Dataset content:
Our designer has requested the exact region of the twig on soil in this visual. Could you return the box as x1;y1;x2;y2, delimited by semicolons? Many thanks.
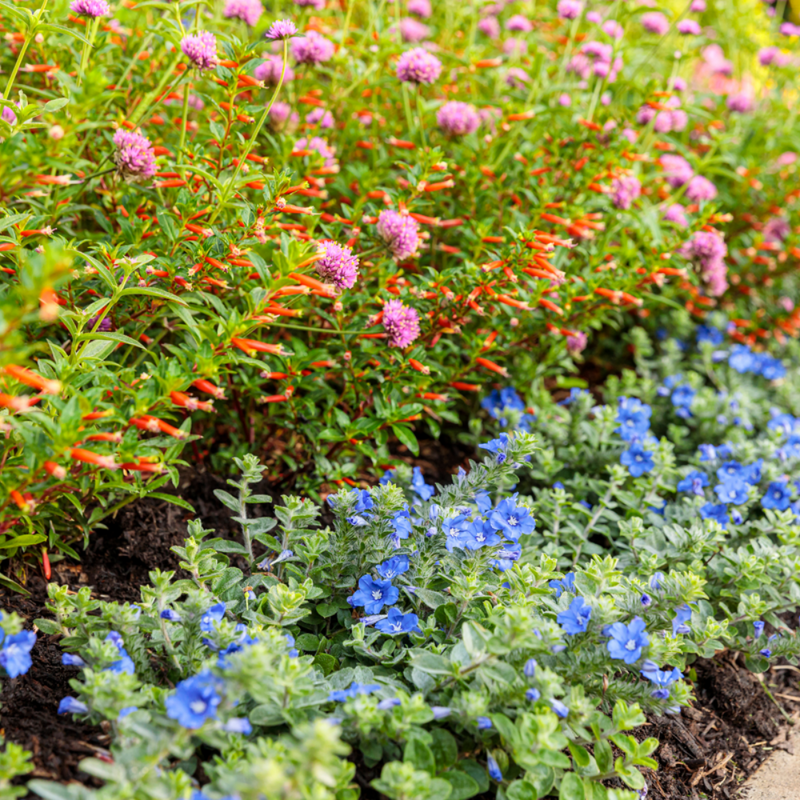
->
690;751;734;787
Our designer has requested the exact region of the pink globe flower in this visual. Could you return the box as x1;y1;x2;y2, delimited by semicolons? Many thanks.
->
663;204;688;227
566;331;587;354
641;12;669;36
254;55;294;84
557;0;582;19
306;107;334;128
611;175;641;210
478;16;501;38
676;19;701;35
399;17;430;43
315;241;359;290
181;32;218;71
437;101;480;136
266;19;297;40
291;31;334;65
377;210;420;260
660;154;694;188
396;47;442;84
685;175;717;202
407;0;431;18
113;128;157;182
680;230;728;296
382;300;421;348
505;67;529;88
294;0;325;7
70;0;109;17
224;0;263;26
506;14;533;32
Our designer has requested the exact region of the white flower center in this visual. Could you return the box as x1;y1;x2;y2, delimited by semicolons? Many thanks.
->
190;700;207;714
508;516;518;526
371;590;382;601
625;639;637;651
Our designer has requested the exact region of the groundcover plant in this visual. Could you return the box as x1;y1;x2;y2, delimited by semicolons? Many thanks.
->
1;0;800;795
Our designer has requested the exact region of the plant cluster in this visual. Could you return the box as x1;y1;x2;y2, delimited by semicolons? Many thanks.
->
1;0;798;578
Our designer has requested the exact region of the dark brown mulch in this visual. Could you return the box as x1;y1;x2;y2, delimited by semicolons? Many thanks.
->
2;460;800;798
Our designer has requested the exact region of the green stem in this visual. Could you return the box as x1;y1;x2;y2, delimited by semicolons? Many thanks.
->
78;16;100;85
208;39;288;225
178;81;191;175
128;51;183;127
4;0;49;100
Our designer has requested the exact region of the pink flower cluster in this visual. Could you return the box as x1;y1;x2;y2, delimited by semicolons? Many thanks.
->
181;32;218;71
382;300;421;348
680;230;728;296
291;32;334;65
660;154;694;188
636;97;686;133
568;41;623;82
640;12;669;36
436;101;480;136
396;47;442;84
377;210;420;260
557;0;583;20
315;241;359;290
223;0;263;26
255;55;294;84
70;0;109;17
399;17;430;43
611;175;641;210
113;128;157;182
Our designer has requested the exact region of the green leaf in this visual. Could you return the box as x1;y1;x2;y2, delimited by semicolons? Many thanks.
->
33;618;62;635
506;779;541;800
457;760;489;795
414;587;448;610
39;23;93;45
42;97;69;113
0;533;46;549
27;781;80;800
559;773;587;800
79;331;145;351
441;770;480;800
391;424;419;455
405;738;436;775
430;729;458;770
147;493;194;512
119;286;188;306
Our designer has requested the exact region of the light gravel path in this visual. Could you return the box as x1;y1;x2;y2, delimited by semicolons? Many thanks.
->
741;725;800;799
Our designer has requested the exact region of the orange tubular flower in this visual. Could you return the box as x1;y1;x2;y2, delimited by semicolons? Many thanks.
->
538;298;564;315
408;359;430;375
193;379;226;399
288;270;332;292
170;391;213;412
231;338;284;356
83;409;113;420
450;381;481;391
418;392;448;401
476;357;509;377
70;448;117;469
44;461;67;479
497;295;529;310
260;394;290;403
120;460;165;473
3;364;61;394
86;431;123;443
10;490;29;511
0;394;35;412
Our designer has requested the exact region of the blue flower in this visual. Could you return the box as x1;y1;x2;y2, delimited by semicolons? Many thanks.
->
284;633;298;658
698;444;717;462
729;345;756;373
525;687;541;701
160;609;181;622
58;696;89;715
487;755;503;782
523;658;537;678
768;413;797;435
349;575;399;614
549;572;576;598
753;620;765;638
480;434;510;463
616;397;652;441
640;594;652;607
118;706;138;719
377;698;401;710
62;653;86;667
0;630;36;678
696;325;724;346
671;604;693;636
442;514;475;552
553;481;566;491
477;716;493;730
375;608;420;635
411;467;435;501
550;699;569;718
558;387;588;406
605;617;649;664
462;519;502;550
489;496;536;540
431;706;452;720
677;470;709;495
379;469;396;485
700;502;729;529
491;543;522;571
390;507;413;545
640;660;682;699
104;632;135;675
760;648;772;658
716;460;744;481
217;627;257;668
761;481;791;511
742;459;763;485
223;717;253;735
482;386;525;425
557;597;591;635
671;384;695;409
200;602;226;633
650;572;665;591
328;682;380;702
165;671;223;729
620;443;654;477
376;555;410;580
759;356;786;380
714;477;749;505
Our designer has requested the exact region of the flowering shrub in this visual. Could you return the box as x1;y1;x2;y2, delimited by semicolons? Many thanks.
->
2;0;798;570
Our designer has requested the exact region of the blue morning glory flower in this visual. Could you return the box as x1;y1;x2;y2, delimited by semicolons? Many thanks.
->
549;572;576;598
671;604;693;636
742;459;763;485
696;325;724;346
217;627;258;668
377;698;401;710
165;670;223;729
762;481;791;511
753;620;765;638
390;507;414;545
375;608;420;635
640;660;682;700
760;648;772;658
558;387;588;406
768;413;797;435
716;461;744;481
615;397;652;441
118;706;138;719
462;519;502;550
677;470;709;495
523;658;537;678
759;356;786;380
349;575;399;614
431;706;452;720
328;683;380;702
553;481;565;491
620;443;654;477
480;434;510;463
160;609;181;622
698;444;717;462
376;555;410;580
649;572;665;591
284;633;298;658
730;508;744;525
605;618;649;664
557;597;591;635
700;502;729;529
477;716;493;730
671;384;695;409
714;477;749;505
411;467;435;501
487;754;503;782
200;602;226;633
104;632;134;675
379;469;396;485
223;717;253;735
729;345;756;374
0;630;36;678
442;513;473;552
525;688;541;701
488;496;536;541
550;699;569;718
62;653;86;667
58;696;89;715
640;594;652;607
491;543;522;571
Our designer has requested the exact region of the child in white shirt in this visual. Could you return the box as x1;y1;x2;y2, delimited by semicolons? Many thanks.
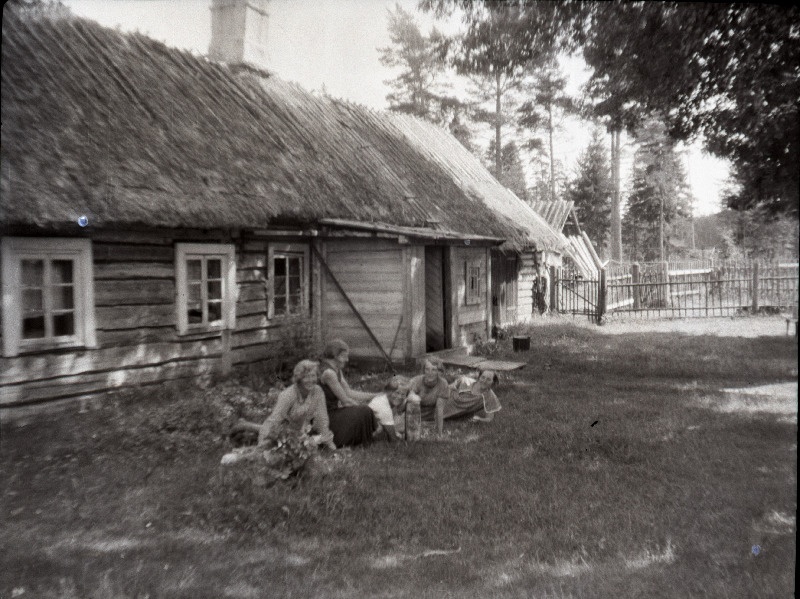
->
368;375;412;441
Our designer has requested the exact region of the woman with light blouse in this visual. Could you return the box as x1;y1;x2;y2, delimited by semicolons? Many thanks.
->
253;359;336;450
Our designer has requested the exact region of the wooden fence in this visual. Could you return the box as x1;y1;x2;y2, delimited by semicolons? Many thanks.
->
553;260;799;322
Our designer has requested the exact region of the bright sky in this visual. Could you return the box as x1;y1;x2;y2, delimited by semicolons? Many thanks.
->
64;0;729;215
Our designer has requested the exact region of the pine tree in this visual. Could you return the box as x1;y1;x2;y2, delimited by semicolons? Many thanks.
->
518;61;576;202
486;140;528;200
379;4;474;150
624;119;691;262
450;3;540;180
567;129;611;251
378;4;447;122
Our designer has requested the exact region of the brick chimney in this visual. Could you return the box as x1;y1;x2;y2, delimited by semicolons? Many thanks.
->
209;0;270;70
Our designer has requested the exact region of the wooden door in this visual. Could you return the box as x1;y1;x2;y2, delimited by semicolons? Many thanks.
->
491;252;519;327
424;246;447;351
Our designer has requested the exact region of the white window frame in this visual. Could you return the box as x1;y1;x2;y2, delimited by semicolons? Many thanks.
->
1;237;96;357
268;243;310;319
175;243;236;334
465;261;483;306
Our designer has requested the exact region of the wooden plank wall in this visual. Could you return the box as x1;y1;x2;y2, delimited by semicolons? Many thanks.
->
517;252;537;322
491;251;520;327
516;250;562;321
407;245;426;358
0;231;315;412
322;239;407;360
450;246;490;347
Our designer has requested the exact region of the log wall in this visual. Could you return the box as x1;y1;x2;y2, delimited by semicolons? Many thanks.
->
230;237;315;367
0;230;316;415
1;231;509;416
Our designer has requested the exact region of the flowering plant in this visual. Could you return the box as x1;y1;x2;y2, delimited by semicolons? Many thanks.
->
263;424;318;480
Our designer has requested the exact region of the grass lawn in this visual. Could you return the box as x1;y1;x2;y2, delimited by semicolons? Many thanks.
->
2;318;796;598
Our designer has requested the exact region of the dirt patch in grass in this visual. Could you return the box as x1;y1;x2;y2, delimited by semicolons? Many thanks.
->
700;382;798;424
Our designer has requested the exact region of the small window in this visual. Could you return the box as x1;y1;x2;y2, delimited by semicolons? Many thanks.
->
1;237;96;357
269;244;309;318
465;262;482;305
175;243;236;334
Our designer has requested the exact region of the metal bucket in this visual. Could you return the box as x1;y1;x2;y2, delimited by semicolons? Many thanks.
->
512;336;531;352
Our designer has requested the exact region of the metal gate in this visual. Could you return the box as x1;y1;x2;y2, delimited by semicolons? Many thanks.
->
554;266;603;322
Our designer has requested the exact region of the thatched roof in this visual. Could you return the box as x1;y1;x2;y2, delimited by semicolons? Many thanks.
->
1;10;540;251
389;115;567;252
528;199;574;233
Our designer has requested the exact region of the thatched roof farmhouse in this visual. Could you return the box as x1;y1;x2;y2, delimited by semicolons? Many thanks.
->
0;3;566;415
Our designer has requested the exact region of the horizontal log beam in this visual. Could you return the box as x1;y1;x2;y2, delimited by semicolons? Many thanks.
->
1;357;220;406
1;339;222;385
95;279;174;306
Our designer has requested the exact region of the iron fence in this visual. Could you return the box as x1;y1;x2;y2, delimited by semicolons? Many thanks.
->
552;260;799;322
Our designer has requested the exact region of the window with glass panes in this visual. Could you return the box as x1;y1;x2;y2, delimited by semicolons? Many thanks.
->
273;252;304;316
185;255;224;326
174;243;235;335
1;237;96;357
21;257;77;340
465;263;482;305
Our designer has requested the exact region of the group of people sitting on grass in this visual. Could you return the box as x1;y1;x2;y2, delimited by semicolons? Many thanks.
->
234;338;501;451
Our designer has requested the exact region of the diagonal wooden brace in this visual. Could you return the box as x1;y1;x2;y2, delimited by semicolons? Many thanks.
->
311;243;395;373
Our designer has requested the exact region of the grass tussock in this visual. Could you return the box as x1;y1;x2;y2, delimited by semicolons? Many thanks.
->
1;320;796;598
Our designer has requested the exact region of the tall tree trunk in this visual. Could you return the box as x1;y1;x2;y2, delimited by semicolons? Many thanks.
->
495;71;502;180
548;101;555;201
659;195;665;262
610;128;623;261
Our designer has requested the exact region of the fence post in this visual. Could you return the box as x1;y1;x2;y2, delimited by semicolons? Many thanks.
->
597;268;607;324
752;261;759;313
632;262;640;310
550;265;558;314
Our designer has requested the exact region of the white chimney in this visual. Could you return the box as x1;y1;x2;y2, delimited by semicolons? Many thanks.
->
209;0;270;70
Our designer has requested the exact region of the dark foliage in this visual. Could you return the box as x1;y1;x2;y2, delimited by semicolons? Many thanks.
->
567;128;611;250
424;1;800;215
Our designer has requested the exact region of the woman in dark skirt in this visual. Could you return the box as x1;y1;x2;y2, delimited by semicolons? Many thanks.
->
318;339;376;448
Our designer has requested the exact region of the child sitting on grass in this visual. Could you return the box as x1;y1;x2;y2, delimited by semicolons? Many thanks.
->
368;375;412;441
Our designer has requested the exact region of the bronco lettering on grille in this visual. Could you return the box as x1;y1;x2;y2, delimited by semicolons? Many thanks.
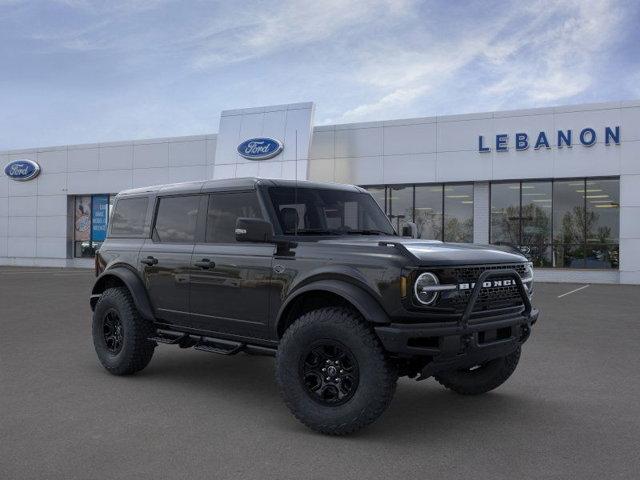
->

How to complete this task:
Give only the lines from the one holding "Our designer has requested the exact region of the grass lawn" through the one holding "Our designer has requested the exact region of the small", each restated exactly as it appears above.

Result:
Our designer has requested the exact region of the grass lawn in this visual. Could you return the box as x1;y1;x2;y2, delimited by semicolons? Many thanks.
->
2;318;796;598
Our designer has requested the exact region of the dirt patch in grass in this visual. Could you return the box as x1;y1;x2;y2, delimited by semicolons? Many thanks.
->
700;382;798;424
Our designer has requested the exact region of the small window in this visual. Could you return the box as x1;y1;x2;y2, delimited by semicolons? Many thanks.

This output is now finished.